* _Bronfragment_:
>>>
Banken in mineur op Wall Street door Turkije

Foto: ANP

De aandelenbeurzen in New York zijn vrijdag met verlies gesloten. Wall Street keek naar Turkije waar de lira in vrije val raakte, onder meer door een door president Donald Trump aangekondigde extra sanctie. Beleggers zijn bevreesd dat de crisis als gevolg van de daling van de lira en de sterk oplopende inflatie overslaat op andere markten. Onder meer banken werden lager gezet, in navolging van hun branchegenoten in Europa.

De toonaangevende Dow-Jonesindex sloot 0,8 procent lager op 25.313,14 punten. De breed samengestelde S&P 500 verloor 0,7 procent tot 2833,28 punten. Technologiebeurs Nasdaq leverde eveneens 0,7 procent in en stond op 7839,11 punten.

Amerikaanse banken reageerden op de daling van de Europese bankensector en de Turkse crisis. Hoewel de Amerikaanse banken weinig blootstelling hebben aan Amerikaanse schulden, daalden Bank of America, Citigroup, Morgan Stanley en JPMorgan Chase tot 2,4 procent.

Ook chipmakers stonden in de belangstelling door een sectorrapport van analisten van Morgan Stanley. Die zeiden weinig opwaarts potentieel te zien door onder meer handelsspanningen en oplopende voorraden. Onder meer Intel (min 2,6 procent), AMD (min 0,2 procent), Broadcom (min 2 procent) en Microchip (min 10,9 procent) werden lager gezet.
<<<
* _Opdrachten_:
**1)** Schrijf uit het beursbericht letterlijk over, beginnend bij "Amerikaanse banken reageerden" en doorlopend tot en met "tot 2,4 procent.".
**2)** Op hoeveel punten sloot de Dow-Jonesindex volgens het beursbericht?
**3)** Vervolg het beursbericht over Wall Street en Turkije vanaf het punt waar de tekst ophoudt.
De items hieronder komen uit een andere bron dan het beursbericht.

Beschrijvingen van gebieden in natuurlijke taal:
>>>
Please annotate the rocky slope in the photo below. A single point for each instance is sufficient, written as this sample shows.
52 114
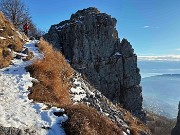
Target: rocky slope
176 129
83 92
10 38
89 40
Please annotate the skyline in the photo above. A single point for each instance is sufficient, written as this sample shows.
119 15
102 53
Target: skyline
152 27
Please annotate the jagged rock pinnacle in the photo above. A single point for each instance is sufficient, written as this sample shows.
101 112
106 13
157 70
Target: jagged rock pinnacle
89 40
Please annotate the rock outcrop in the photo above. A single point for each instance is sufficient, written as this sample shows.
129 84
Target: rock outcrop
89 40
176 129
83 92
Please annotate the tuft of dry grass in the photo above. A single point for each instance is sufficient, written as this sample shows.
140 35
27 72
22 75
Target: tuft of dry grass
84 120
53 74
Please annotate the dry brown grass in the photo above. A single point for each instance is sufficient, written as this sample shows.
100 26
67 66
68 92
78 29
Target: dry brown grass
8 31
53 74
84 120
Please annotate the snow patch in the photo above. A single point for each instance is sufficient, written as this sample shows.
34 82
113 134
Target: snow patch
16 110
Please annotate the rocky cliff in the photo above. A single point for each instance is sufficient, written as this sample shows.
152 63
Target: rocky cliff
90 42
176 129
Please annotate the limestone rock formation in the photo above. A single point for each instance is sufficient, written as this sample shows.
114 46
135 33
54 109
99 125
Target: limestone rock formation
176 129
89 40
83 92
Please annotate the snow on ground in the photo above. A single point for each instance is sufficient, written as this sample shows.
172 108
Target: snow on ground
16 110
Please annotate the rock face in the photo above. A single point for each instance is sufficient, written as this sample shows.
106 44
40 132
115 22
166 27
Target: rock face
89 40
176 129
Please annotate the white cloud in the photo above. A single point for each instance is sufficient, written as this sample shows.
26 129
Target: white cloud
160 58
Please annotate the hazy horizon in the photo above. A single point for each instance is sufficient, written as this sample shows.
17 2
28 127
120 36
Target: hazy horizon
152 27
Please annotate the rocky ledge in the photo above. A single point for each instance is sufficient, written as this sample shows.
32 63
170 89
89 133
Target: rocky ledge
90 42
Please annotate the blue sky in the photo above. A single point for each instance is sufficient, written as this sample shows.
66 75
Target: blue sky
151 26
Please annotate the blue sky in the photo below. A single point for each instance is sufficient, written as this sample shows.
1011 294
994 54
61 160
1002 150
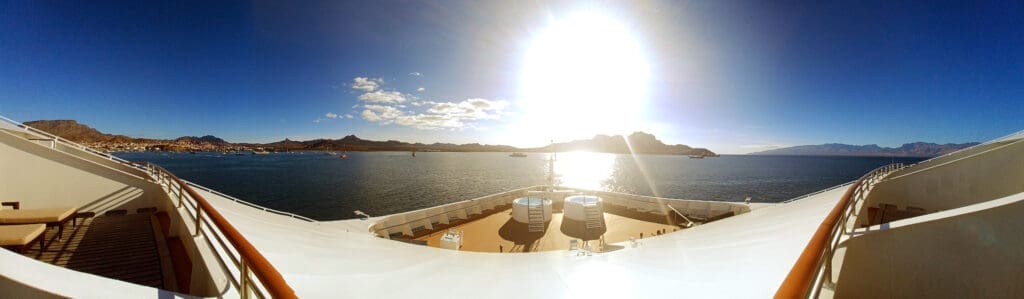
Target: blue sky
732 76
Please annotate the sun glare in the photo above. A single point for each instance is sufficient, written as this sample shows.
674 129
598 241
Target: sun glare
583 75
585 170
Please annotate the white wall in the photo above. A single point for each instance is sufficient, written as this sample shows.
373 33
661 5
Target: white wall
971 179
41 177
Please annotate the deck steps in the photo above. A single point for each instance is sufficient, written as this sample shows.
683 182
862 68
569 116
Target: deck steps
117 247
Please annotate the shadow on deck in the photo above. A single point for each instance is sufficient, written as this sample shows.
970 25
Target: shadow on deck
119 247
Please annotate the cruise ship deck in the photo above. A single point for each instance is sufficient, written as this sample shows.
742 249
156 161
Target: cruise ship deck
897 231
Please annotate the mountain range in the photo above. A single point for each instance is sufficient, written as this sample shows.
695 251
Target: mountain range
638 142
907 150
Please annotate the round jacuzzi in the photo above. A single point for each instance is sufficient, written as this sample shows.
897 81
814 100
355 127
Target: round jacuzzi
574 207
520 209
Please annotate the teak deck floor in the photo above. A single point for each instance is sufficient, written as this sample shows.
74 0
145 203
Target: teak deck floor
122 247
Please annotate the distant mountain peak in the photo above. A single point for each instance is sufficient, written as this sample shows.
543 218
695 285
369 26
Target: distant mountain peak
918 148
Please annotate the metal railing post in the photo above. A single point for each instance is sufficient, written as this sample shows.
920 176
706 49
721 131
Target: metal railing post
199 219
243 279
180 196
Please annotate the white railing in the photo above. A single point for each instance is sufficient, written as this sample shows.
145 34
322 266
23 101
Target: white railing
813 269
65 141
248 270
251 205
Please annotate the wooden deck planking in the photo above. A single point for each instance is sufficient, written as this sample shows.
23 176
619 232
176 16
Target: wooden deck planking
117 247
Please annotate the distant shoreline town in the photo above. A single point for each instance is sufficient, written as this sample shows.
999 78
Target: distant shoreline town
638 142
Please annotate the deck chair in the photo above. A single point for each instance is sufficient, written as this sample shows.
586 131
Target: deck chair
18 238
49 216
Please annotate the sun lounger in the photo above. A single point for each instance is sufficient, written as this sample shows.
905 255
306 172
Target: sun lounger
18 238
50 216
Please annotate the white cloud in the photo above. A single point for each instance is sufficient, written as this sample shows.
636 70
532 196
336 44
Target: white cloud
367 84
381 96
470 110
371 116
386 108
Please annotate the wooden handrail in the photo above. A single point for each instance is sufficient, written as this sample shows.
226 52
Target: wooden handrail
804 271
251 257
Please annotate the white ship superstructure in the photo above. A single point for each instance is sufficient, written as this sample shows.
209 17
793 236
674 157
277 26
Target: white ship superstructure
949 226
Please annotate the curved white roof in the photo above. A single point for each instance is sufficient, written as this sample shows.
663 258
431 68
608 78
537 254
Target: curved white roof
748 255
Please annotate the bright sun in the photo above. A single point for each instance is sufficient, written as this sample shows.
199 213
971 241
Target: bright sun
583 75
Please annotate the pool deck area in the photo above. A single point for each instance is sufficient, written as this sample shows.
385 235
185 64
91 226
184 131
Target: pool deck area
499 232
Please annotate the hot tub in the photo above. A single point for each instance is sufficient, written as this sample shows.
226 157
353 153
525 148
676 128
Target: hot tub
574 206
520 210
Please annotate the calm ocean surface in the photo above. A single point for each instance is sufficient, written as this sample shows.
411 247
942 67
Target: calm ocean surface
327 187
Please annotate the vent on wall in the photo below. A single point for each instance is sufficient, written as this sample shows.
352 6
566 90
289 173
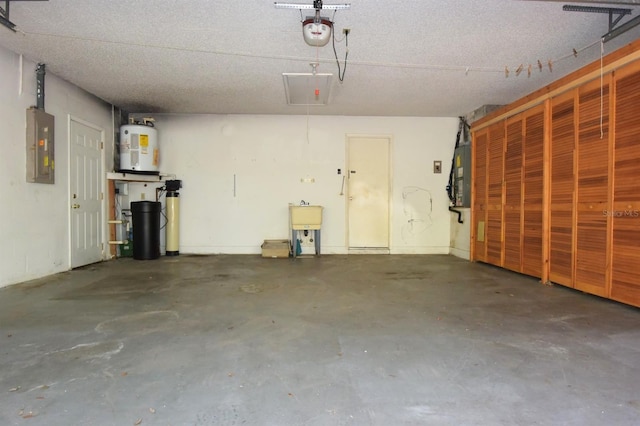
<<<
* _Antwoorden_:
**1)**
Amerikaanse banken reageerden op de daling van de Europese bankensector en de Turkse crisis. Hoewel de Amerikaanse banken weinig blootstelling hebben aan Amerikaanse schulden, daalden Bank of America, Citigroup, Morgan Stanley en JPMorgan Chase tot 2,4 procent.

**2)** Op 25.313,14 punten.

**3)**
Chipmaker Qualcomm (min 0,4 procent) bereikte bovendien een schikking met Taiwanese mededingingsautoriteiten. Een eerdere boete van circa 778 miljoen dollar vanwege de manier waarop Qualcomm de prijzen voor zijn chips en licenties bepaalt, werd verlaagd tot 93 miljoen dollar. Daarnaast beloofde Qualcomm de komende vijf jaar 700 miljoen dollar te investeren in productielocaties in Taiwan.

Dropbox leverde een kleine 10 procent in. Het aandeel was donderdag flink gestegen vooruitlopend op de kwartaalcijfers en speelde die winst nu weer kwijt. De omzet van de cloudopslagdienst viel hoger uit dan geraamd en ook de klantenaanwas was sterker dan waar door marktkenners rekening mee werd gehouden. De operationeel directeur stapte echter op.

GE zou zijn energie-tak van de hand willen doen en daarvoor banken in de arm hebben genomen. Het aandeel leverde 1,3 procent in.

De euro was 1,1403 dollar waard, tegen 1,1412 dollar bij het slot van de handel in Europa. Een vat Amerikaanse olie werd 1,4 procent duurder op 67,72 dollar. Brentolie steeg 1,2 procent in prijs tot 72,90 dollar per vat.